WORK INSTRUCTIONS:
Each line from the one that contains "grass in the photo above." to the end of the material must be quoted exactly; include both end lines and nothing else.

GIVEN DATA:
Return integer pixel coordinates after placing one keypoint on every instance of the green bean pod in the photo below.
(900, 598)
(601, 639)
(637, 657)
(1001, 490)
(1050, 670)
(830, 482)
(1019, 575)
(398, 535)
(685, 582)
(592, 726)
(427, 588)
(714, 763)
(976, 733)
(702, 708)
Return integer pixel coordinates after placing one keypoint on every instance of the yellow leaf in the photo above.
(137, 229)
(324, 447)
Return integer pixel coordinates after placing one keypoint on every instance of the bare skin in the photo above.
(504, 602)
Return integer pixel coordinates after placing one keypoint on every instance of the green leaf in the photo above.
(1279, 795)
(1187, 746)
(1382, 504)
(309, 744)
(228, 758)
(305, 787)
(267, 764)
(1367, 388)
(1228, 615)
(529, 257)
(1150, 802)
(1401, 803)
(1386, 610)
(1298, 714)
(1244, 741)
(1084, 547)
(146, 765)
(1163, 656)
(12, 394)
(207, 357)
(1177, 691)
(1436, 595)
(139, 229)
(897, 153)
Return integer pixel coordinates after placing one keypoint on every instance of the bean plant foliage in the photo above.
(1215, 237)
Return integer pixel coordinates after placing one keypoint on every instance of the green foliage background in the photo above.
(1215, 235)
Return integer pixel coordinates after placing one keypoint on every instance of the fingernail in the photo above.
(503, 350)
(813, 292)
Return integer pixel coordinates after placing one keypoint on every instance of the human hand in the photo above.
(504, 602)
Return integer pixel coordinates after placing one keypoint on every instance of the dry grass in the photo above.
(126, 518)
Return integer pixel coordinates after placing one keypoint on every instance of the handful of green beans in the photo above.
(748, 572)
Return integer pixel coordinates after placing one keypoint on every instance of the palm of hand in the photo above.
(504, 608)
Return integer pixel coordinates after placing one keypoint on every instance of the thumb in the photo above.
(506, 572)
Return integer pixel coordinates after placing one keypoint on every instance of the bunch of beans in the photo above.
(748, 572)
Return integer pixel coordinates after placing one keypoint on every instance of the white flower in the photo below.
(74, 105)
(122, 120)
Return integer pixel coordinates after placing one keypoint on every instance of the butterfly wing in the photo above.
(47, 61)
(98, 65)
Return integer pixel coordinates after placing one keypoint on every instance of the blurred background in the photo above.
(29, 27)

TASK ANSWER:
Return integer pixel coordinates after placing one keypoint on every instance of the dry grass in the photo above.
(126, 518)
Return integer pixel coordinates after placing one keypoint on every instance of the handful of green beans in the photo above.
(748, 572)
Return integer pixel coordinates after placing one keypoint on every instance of the palm of hand in the photo above.
(504, 608)
Return integer pixel coordinates after placing one keypoint on every instance of the thumb in the photo above.
(506, 572)
Return integer pixel coordinates after placing one keypoint on every instance of the bunch of beans in the photo above.
(748, 572)
Return integer pixel coordinates after placing one keypoint on every instance of the white flower in the photo below.
(74, 105)
(122, 120)
Return integer pixel coordinates after placing one keypoint on every instance of the butterfly wing in the photo above.
(47, 61)
(98, 65)
Return integer pixel coordinates after placing one keypoint on every instance of the blurred background in the photo above.
(29, 27)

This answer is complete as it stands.